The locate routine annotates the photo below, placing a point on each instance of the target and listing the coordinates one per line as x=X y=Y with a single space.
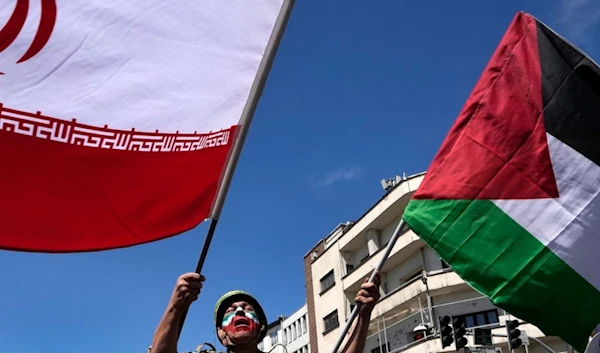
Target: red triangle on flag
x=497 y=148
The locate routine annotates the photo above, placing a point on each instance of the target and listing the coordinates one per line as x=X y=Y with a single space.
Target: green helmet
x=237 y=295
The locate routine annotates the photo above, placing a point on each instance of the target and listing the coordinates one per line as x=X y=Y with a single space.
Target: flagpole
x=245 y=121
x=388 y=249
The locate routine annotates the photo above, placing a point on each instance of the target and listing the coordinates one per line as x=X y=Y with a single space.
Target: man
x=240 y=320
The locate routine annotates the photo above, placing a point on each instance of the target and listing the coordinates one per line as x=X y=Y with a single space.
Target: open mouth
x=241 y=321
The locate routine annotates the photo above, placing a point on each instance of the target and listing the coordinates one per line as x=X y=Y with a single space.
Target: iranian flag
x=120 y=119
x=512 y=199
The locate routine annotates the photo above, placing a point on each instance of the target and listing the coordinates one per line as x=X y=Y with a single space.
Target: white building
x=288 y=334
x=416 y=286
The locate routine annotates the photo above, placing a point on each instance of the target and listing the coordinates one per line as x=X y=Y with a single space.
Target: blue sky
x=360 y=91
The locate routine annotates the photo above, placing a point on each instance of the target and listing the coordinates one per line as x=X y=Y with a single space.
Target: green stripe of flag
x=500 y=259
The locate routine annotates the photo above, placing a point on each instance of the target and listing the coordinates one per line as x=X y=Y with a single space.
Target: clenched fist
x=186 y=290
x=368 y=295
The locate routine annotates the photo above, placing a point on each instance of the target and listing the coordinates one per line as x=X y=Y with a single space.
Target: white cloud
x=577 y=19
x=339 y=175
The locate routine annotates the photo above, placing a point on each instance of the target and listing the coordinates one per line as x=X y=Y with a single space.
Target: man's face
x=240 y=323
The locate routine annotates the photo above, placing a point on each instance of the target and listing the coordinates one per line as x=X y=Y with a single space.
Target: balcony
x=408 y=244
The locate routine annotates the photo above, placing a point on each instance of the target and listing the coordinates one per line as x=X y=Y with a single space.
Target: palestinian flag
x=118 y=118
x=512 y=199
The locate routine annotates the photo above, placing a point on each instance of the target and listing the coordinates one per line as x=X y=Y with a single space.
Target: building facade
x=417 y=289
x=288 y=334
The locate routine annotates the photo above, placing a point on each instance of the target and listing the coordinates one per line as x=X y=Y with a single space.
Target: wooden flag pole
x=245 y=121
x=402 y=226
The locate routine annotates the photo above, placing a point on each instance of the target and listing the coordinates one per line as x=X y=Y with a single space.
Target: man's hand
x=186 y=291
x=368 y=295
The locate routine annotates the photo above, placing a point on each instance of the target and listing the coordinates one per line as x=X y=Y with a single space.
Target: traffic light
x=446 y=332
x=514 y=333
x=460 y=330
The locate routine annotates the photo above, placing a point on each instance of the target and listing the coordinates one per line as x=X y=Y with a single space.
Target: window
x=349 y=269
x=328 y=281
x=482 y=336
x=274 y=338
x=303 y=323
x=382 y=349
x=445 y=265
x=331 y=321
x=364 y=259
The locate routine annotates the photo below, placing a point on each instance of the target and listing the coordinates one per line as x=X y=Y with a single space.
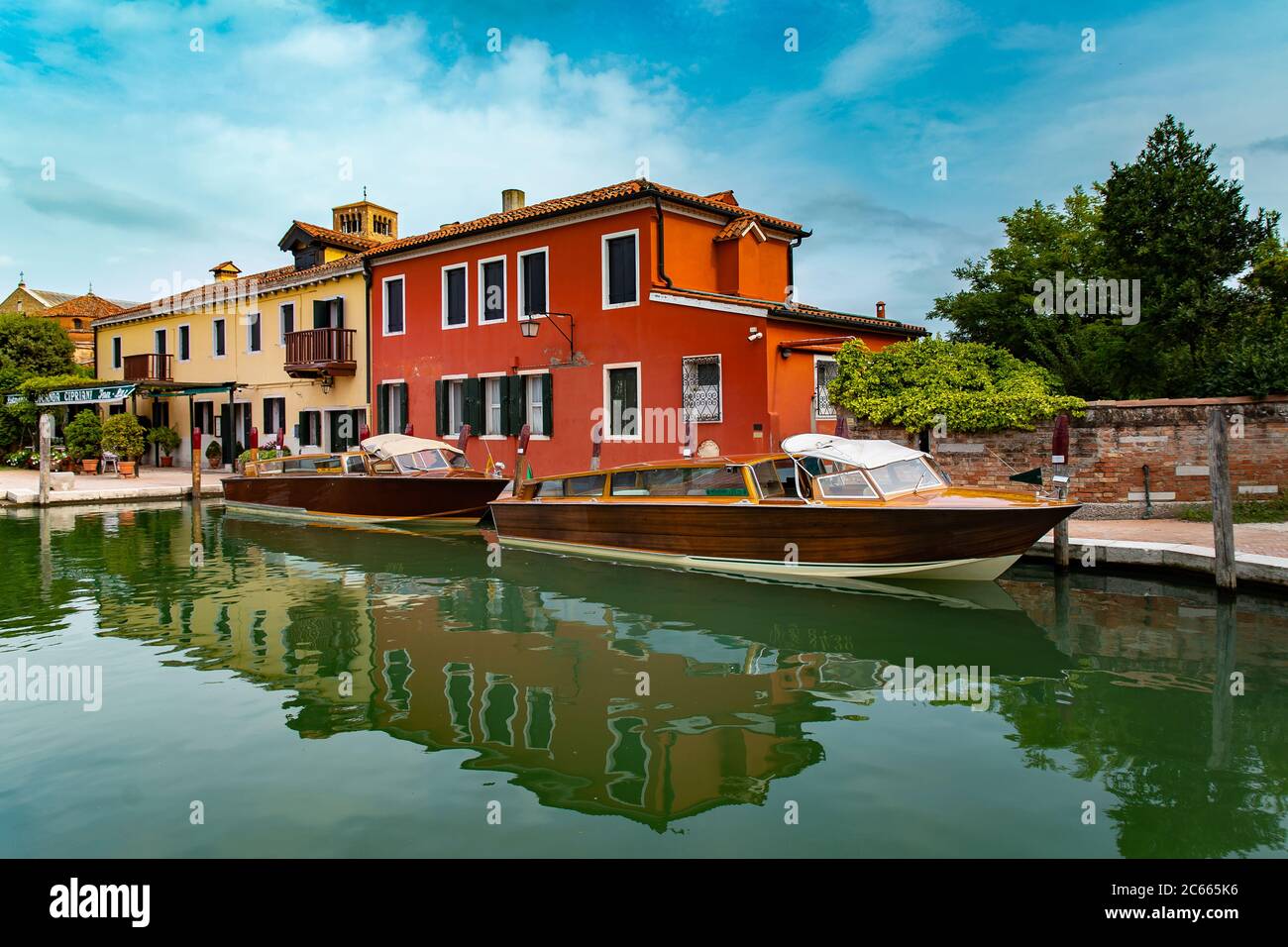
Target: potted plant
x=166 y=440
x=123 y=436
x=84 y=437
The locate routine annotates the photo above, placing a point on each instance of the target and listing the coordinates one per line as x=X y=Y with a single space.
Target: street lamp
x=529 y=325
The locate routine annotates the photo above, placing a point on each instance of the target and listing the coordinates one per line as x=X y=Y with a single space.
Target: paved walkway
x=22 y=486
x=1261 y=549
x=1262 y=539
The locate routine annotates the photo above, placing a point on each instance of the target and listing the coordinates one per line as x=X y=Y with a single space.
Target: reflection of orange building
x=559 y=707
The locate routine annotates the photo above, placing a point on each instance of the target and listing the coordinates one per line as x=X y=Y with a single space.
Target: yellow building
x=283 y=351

▶ [Given task]
Please reproduce every one of the lines above, substituting "marking tool" for "locate routine" each time it occurs and keeping everything else the same. Leave the pictures out.

▶ [Solution]
The marking tool annotates the photo below, placing a point on each instance of the target and listing the coordinates one per line as x=X y=Y with a single space.
Target: red triangle on flag
x=497 y=148
The marking tool annotates the photo above, placing a point on each instance of the target and listing the coordinates one per line as x=X y=Y with a single space.
Target: green helmet
x=237 y=295
The marking tool annotates the photo above, placing a point on each instance of the target and listing the coordinates one per line as x=X y=Y with a single space.
Target: flagpole
x=245 y=121
x=388 y=249
The marking tool annotates the photo above, placing a point on each instance of the target and listing the coordinates one per line as x=X y=Y with a single space.
Target: man
x=240 y=320
The marking tool annotates the photo above, placing a point on each instance of the target and listing the coordinates one per line as x=X y=Y with a single space.
Target: open mouth
x=241 y=321
The marking tool annotates the photo above, placing a point on each instance of the target and listing the coordinates one per line as x=X y=Y with a single space.
Target: iranian flag
x=120 y=119
x=512 y=199
The marking tool annotates the photo above, placing a point on each instance of the target and listing the coordinates one per line as x=X y=Y with a single space.
Target: white building
x=288 y=334
x=416 y=286
The marking tool annotates the photo above, placing a point on each instance of the target and listing the coordinates one per line as x=X y=Y with a single space.
Target: blue sky
x=360 y=91
The marking tool annotates the photo above, placing a point on each instance of the target and listing the coordinates one per line as x=X y=Y with a single space.
Target: green stripe of flag
x=500 y=259
The marking tool annotates the photo above, placing a point on each instance of the target and listing the coordinates one per line as x=X y=Y with a single space.
Target: clenched fist
x=186 y=290
x=368 y=295
The marking tool annotates the photo above, placing a point on each instance of the target and listing the coordinates one per line as x=X y=Y with a single space.
Target: white cloud
x=577 y=19
x=339 y=175
The marking tool annotates the photo above, placing a point on each instance of the target and listing the coordinates one per line as x=X y=Y with a single space.
Target: man's face
x=240 y=323
The marking tool annotates the photo above, placing a point on each instance of the target and listing the coordinates one per line as x=X y=Y with a single space.
Target: balcony
x=408 y=244
The marking tool annotates the photo above, placing a point on each instance of the target and listing the coordinates one per line as x=X y=Y with a single space.
Target: palestinian flag
x=118 y=118
x=512 y=199
The marking tool annotates the photo above, placing a point on each instance of the target and listing the coordinates one per line as x=X y=Y with a single space.
Target: building facade
x=417 y=289
x=288 y=334
The marking tool annotates the photo above, placing a point on each instance of the target and listing the coordinates one per line as x=X y=Y with a single space.
Target: wooden flag pole
x=245 y=121
x=402 y=226
The marking tool annotates the photo above, placing a point on each instance of the target and listing the coordinates one per line as x=X y=Y with a single space.
Target: man's hand
x=186 y=291
x=368 y=295
The marking tool annotates the photo above, placing a point on each instance of the target and listing the coordinates one per line as x=X y=Y with a single space.
Target: traffic light
x=446 y=332
x=514 y=333
x=460 y=330
The marking tool annotates the photo above, placing a point on each instance of the target and listing the coordinates one per line as x=X y=Y with a single space.
Target: window
x=349 y=269
x=328 y=281
x=482 y=336
x=274 y=338
x=303 y=323
x=382 y=349
x=445 y=265
x=331 y=321
x=364 y=259
The marking tool annotates the photo below, placing a point on each instance of the target and listing the coordinates one per line as x=X y=Y with a single space.
Target: potted plant
x=166 y=440
x=123 y=436
x=84 y=437
The marking tool annotates the photo above, placing a point on each instance of the target and listing the coordinates one per line as x=X y=Y with a single space.
Target: street lamp
x=529 y=325
The marking tool annotates the photo above, placing a point on each instance of the target and listing the coordinates one per line as x=X y=Y with a single space.
Target: paved walkway
x=22 y=486
x=1261 y=549
x=1262 y=539
The marking tool annotates the photo above, placing a point on each instance of the target and listing the coordinates one per line as x=X y=Y with a single space.
Target: reflection of orange building
x=559 y=707
The marking tool annotates the photo above, placing a point on each instance of the target and listing the coordinates one per line as x=X y=Y with a single space.
Target: yellow building
x=283 y=351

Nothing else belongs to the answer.